Written instruction a -
Quote the Challenge Cup passage below in full, word for word.

>> BEGIN Page

On 25 June 2024, the RFL announced a change to the Challenge Cup format, totalling 7 rounds compared to the previous 9, with Super League teams entering to play away from home at round 3.

Leeds Rhinos were drawn on 14 January to play the Wests Warriors, who play in the Southern Conference League, in Round 3, following fixtures in Rounds 1 and 2 that eliminated the British Army and the Royal Navy rugby league teams from contention. The fixture was originally set to be played away at Wests Warriors' Twyford Avenue Sports Ground venue in Acton, however both teams later agreed to swap the venue to the Headingley Rugby Stadium.

>> END Page
>> BEGIN Input rows

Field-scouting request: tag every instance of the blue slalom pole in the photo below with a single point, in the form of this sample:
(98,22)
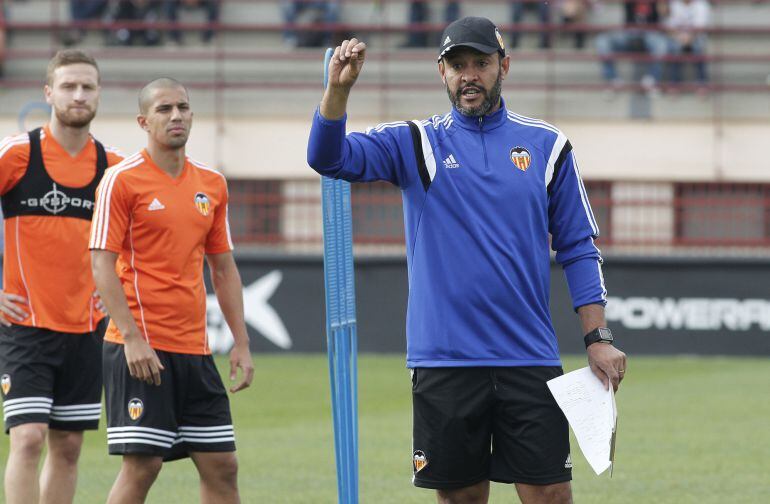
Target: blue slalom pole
(341,335)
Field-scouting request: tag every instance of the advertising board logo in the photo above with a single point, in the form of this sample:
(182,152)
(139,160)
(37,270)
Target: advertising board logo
(258,314)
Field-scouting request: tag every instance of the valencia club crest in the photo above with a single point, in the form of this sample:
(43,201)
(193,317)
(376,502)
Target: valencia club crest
(521,158)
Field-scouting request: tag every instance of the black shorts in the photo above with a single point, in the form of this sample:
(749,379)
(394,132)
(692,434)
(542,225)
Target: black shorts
(495,423)
(51,377)
(188,412)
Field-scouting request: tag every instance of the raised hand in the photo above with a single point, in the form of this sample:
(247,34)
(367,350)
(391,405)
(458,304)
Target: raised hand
(143,362)
(240,357)
(608,364)
(11,308)
(346,64)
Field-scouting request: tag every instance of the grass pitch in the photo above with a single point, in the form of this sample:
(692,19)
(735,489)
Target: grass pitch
(690,430)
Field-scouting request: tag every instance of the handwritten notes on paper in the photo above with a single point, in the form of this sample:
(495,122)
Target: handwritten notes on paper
(591,412)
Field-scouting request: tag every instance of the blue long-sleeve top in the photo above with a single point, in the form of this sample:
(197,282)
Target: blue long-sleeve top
(480,196)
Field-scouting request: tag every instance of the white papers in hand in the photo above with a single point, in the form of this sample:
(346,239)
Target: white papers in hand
(590,411)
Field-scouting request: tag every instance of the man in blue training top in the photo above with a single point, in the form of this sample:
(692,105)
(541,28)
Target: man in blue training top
(482,188)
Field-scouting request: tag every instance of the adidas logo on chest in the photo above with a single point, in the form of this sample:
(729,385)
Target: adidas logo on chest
(155,205)
(450,162)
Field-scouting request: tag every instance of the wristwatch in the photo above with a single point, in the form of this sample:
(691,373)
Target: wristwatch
(599,335)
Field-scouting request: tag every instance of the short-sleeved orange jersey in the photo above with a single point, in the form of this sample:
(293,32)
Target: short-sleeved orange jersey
(46,258)
(161,228)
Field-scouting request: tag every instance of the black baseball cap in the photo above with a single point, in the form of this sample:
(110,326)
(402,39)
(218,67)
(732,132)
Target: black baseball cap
(476,32)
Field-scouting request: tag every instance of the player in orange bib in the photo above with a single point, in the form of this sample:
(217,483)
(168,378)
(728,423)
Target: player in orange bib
(50,320)
(158,215)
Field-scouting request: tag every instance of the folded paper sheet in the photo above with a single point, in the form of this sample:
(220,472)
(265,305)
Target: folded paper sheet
(591,412)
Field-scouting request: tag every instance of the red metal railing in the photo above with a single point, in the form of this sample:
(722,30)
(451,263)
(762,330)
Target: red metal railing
(662,217)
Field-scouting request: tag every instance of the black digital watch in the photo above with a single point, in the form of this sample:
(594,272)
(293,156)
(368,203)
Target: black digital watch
(599,335)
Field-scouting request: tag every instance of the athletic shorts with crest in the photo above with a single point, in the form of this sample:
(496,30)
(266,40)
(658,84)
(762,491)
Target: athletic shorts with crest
(188,412)
(488,423)
(51,377)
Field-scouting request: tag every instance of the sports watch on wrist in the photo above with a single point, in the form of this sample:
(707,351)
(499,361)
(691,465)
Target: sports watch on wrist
(599,335)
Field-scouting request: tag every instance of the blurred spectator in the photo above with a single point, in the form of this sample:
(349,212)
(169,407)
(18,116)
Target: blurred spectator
(639,35)
(419,13)
(686,20)
(316,12)
(84,10)
(137,10)
(543,15)
(211,8)
(575,12)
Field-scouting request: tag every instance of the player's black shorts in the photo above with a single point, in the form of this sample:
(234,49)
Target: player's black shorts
(51,377)
(188,412)
(495,423)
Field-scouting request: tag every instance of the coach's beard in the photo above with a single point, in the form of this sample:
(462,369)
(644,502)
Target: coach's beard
(491,99)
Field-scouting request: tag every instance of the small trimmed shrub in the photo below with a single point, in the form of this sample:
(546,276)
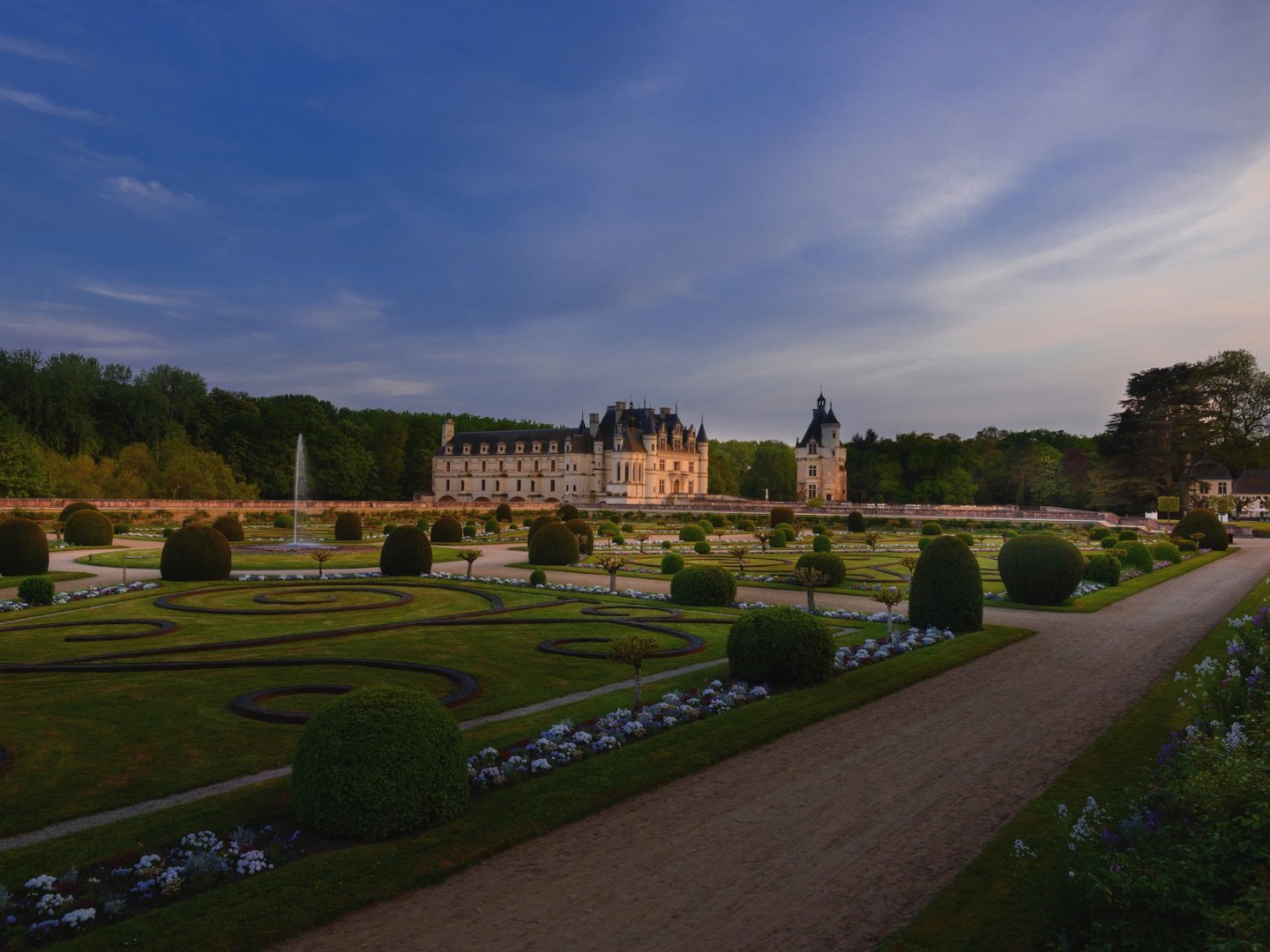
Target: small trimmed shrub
(1102,568)
(71,508)
(1136,555)
(196,554)
(446,530)
(377,762)
(707,585)
(23,547)
(1203,521)
(1041,569)
(586,539)
(780,646)
(348,527)
(692,533)
(36,591)
(554,545)
(89,527)
(946,589)
(833,568)
(407,551)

>> END Input rows

Written instruction b -
Please find each line in the records above that contains the word "player" and copy those lines out.

Output a -
On 25 June 2024, the RFL announced a change to the Challenge Cup format, totalling 7 rounds compared to the previous 9, with Super League teams entering to play away from home at round 3.

Leeds Rhinos were drawn on 14 January to play the Wests Warriors, who play in the Southern Conference League, in Round 3, following fixtures in Rounds 1 and 2 that eliminated the British Army and the Royal Navy rugby league teams from contention. The fixture was originally set to be played away at Wests Warriors' Twyford Avenue Sports Ground venue in Acton, however both teams later agreed to swap the venue to the Headingley Rugby Stadium.

Output b -
Field-scouting request: tag every instance of the player in orange bib in the photo above with a single point, in the form of this sample:
Target: player in orange bib
Field-scouting request: tag every instance of the player's black shorts in the photo above with a single point, in the form of this sample:
Target: player's black shorts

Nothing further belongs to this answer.